Collected data:
---------------

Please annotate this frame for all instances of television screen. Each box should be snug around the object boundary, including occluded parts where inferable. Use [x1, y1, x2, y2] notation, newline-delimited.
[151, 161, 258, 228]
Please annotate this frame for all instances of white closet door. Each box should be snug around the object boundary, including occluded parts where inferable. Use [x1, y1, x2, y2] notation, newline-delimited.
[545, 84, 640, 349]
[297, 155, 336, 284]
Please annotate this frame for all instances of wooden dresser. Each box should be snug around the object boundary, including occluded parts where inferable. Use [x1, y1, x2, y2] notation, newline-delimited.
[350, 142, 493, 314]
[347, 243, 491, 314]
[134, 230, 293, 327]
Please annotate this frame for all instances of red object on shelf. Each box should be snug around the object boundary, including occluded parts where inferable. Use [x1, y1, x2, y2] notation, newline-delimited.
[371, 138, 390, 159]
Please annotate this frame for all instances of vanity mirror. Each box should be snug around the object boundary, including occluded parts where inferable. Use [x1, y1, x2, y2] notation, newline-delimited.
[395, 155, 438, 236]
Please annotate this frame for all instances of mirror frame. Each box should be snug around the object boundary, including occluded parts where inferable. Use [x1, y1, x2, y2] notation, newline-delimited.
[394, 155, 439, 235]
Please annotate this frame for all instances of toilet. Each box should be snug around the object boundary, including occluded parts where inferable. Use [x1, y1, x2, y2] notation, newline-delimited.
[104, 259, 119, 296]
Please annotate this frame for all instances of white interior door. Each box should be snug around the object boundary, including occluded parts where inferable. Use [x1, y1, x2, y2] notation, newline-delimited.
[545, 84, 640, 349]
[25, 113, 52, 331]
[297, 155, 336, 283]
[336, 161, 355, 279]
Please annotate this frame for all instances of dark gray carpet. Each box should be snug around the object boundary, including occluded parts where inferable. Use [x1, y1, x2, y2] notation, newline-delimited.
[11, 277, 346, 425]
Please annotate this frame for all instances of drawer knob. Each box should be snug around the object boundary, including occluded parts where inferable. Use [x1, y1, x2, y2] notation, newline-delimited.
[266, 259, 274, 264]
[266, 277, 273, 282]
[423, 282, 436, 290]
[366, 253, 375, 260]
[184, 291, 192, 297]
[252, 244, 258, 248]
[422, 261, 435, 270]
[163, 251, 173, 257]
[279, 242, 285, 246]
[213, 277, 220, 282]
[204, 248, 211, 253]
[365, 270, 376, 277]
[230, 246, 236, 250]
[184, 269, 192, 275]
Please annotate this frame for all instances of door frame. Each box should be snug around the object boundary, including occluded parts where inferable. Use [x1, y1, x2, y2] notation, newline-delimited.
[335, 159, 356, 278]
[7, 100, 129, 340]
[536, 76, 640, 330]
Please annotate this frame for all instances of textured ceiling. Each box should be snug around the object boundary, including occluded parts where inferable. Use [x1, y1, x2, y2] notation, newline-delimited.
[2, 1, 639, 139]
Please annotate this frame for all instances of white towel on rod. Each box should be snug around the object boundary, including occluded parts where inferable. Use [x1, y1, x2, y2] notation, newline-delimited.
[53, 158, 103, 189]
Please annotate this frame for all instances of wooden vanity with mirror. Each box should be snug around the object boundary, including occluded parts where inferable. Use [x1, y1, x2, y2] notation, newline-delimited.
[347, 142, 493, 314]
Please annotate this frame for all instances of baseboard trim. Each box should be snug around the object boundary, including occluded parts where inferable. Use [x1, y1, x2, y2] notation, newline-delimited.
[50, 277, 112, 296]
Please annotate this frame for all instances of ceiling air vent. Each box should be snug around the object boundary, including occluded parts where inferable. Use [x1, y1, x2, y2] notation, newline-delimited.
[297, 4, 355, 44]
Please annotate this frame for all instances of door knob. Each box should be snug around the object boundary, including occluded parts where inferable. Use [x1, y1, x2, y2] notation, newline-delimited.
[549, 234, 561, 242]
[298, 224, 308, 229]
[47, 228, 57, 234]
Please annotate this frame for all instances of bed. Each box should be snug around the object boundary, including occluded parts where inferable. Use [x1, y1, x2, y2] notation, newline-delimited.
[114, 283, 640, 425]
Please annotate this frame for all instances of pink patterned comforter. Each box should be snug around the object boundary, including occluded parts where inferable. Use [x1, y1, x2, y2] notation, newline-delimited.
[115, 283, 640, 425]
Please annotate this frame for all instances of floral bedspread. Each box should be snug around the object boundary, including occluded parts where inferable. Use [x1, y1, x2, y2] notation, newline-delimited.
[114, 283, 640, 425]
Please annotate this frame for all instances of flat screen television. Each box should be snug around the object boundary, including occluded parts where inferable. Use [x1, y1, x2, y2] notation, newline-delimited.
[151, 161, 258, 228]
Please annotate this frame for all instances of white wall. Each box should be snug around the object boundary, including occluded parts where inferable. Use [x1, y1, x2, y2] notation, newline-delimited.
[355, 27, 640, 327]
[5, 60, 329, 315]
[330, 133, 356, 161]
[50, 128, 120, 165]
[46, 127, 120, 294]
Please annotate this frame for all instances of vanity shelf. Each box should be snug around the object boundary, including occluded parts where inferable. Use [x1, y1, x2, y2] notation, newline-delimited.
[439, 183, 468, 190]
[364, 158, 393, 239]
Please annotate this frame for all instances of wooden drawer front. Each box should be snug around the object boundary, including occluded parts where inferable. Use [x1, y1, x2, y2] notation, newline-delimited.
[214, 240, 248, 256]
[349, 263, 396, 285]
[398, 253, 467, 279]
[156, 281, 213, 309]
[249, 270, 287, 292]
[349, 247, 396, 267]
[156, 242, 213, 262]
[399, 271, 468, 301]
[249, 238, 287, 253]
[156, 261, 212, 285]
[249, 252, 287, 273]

---------------

Task directions: Word for word, restate all of the data shown above.

Result of the exercise:
Please annotate this frame for all instances of television screen. Each box should be snug around the object boundary, including occluded parts where inferable. Use [x1, y1, x2, y2] notation, newline-delimited.
[151, 161, 258, 228]
Please annotate this frame for all instances of white closet door. Each box should be snug around the object boundary, including occluded parts where inferable. Use [x1, y1, x2, y2] notation, newline-delimited.
[545, 84, 640, 349]
[297, 155, 336, 284]
Please annotate this frame for all instances of wooden dresser. Each box should be snug around the object boundary, including occluded parts where inferable. Use [x1, y1, x2, y2] notation, newline-delimited.
[350, 142, 493, 314]
[347, 243, 491, 314]
[134, 230, 293, 327]
Please annotate this frame for all instances of red object on shelf. Each box should be snug around the object boundary, including occluded parts where inferable. Use [x1, y1, x2, y2] notation, newline-delimited.
[371, 138, 390, 159]
Please annotate this frame for all instances of vanity mirror. Each box should be snug around the object boundary, including occluded parts where inferable. Use [x1, y1, x2, y2] notation, newline-delimited.
[395, 155, 438, 236]
Please annotate this frame for all instances of mirror frame. Each box should be snug around the object boundary, including occluded parts where inferable. Use [x1, y1, x2, y2] notation, newline-delimited.
[394, 155, 439, 235]
Please annotate this frame for all instances of toilet. Each box should be snug around the object boundary, including occluded parts where inferable. Use [x1, y1, x2, y2] notation, newline-delimited.
[104, 259, 119, 296]
Please annotate this frame for all instances of white interior door. Each box should be snug around the object boundary, including occluded parts where inferable. Use [x1, y1, x2, y2] notation, newline-delimited.
[545, 84, 640, 349]
[25, 113, 52, 331]
[297, 155, 336, 283]
[336, 161, 355, 279]
Please annotate this frame for all instances of dark gray carpet. Each box should be snug around the object boundary, including occluded parts where inferable. Use [x1, y1, x2, y2] notation, newline-delimited.
[11, 277, 346, 425]
Please annotate this frame for all instances of drawer knob. Each box should be snug around the object boundary, including occluded parts where inferable. Use [x1, y1, x2, y2] notation, newline-delimited.
[266, 259, 274, 264]
[266, 277, 273, 282]
[423, 282, 436, 290]
[366, 253, 375, 260]
[184, 291, 192, 297]
[252, 244, 258, 248]
[422, 261, 435, 270]
[163, 251, 173, 257]
[279, 242, 285, 246]
[213, 277, 220, 282]
[204, 248, 211, 253]
[365, 270, 376, 277]
[230, 246, 236, 250]
[184, 269, 192, 275]
Please annotate this frame for all instances of door frame. Each box should be snug around the object boundary, including occluded parts where inferable. Use [x1, y1, x2, y2] notation, newline-delimited.
[335, 159, 356, 278]
[7, 100, 129, 340]
[536, 76, 640, 330]
Please annotate this frame for all instances of textured ceiling. Each box should be snug around the object boundary, including occluded parts where inferable. Use [x1, y1, x2, y2] notation, newline-delimited.
[2, 1, 639, 139]
Please annotate this frame for all instances of white towel on rod. Each box should be snug around the object boundary, including occluded parts where inferable. Use [x1, y1, x2, y2] notation, newline-delimited.
[53, 158, 103, 189]
Please annotate this frame for all instances of wooden vanity with mirror. Each box should be snug around the object boundary, including occluded parts where inferable. Use [x1, y1, x2, y2] notation, newline-delimited.
[347, 142, 493, 314]
Please annotate this frame for all instances of baseboard trim. Each box should be snug around the object boundary, including occluded parts where inferable. Use [x1, y1, x2, y2] notation, newline-delimited.
[50, 277, 112, 296]
Please annotate this frame for all instances of ceiling air vent. Each box should be snug around the object boundary, including occluded parts where inferable. Use [x1, y1, x2, y2] notation, newline-delimited.
[297, 4, 355, 44]
Please annotate this frame for all instances of door knob. Each box should be snug around the object boundary, including occluded parts where inferable. Use [x1, y1, x2, y2] notation, newline-delimited.
[549, 234, 561, 242]
[298, 224, 308, 229]
[47, 228, 57, 234]
Please annotate this frame for all instances of bed. Each box should be snug around the object boundary, including occluded parts where inferable. Use [x1, y1, x2, y2] notation, newline-delimited.
[114, 283, 640, 425]
Please annotate this frame for all instances of pink patterned comforter. Each box should be snug around the object boundary, including occluded parts where inferable. Use [x1, y1, x2, y2] notation, newline-delimited.
[115, 283, 640, 425]
Please annotate this frame for all instances of floral bedspread. Each box should be snug around the object boundary, including occluded parts where inferable. Use [x1, y1, x2, y2] notation, newline-delimited.
[114, 283, 640, 425]
Please annotate this frame for all instances of flat screen television. Each box should be snug around the object boundary, including occluded parts where inferable. Use [x1, y1, x2, y2] notation, newline-delimited.
[151, 161, 258, 228]
Please annotate this frame for all instances of white wall. Each box should be snug around the object boundary, including occluded parts where inferable. Use [x1, y1, x2, y2] notation, newline-delimited.
[355, 27, 640, 327]
[5, 60, 329, 315]
[330, 133, 356, 161]
[50, 128, 120, 165]
[46, 127, 120, 294]
Please annotate this frame for all instances of vanity shelf. Each box should be snug around the object boundary, including occluded parts where inferable. Use [x1, y1, x2, y2] notation, newline-delimited.
[439, 183, 468, 190]
[364, 158, 393, 239]
Please annotate this frame for all instances of wooden drawer front. Each box should be snug around the object boundary, including occluded parts where inferable. Use [x1, y1, x2, y2] notation, newline-delimited.
[214, 240, 248, 256]
[349, 263, 396, 285]
[398, 253, 467, 279]
[156, 281, 213, 309]
[249, 270, 287, 292]
[349, 247, 396, 267]
[156, 242, 213, 262]
[399, 271, 468, 301]
[249, 238, 287, 253]
[156, 261, 212, 285]
[249, 252, 287, 273]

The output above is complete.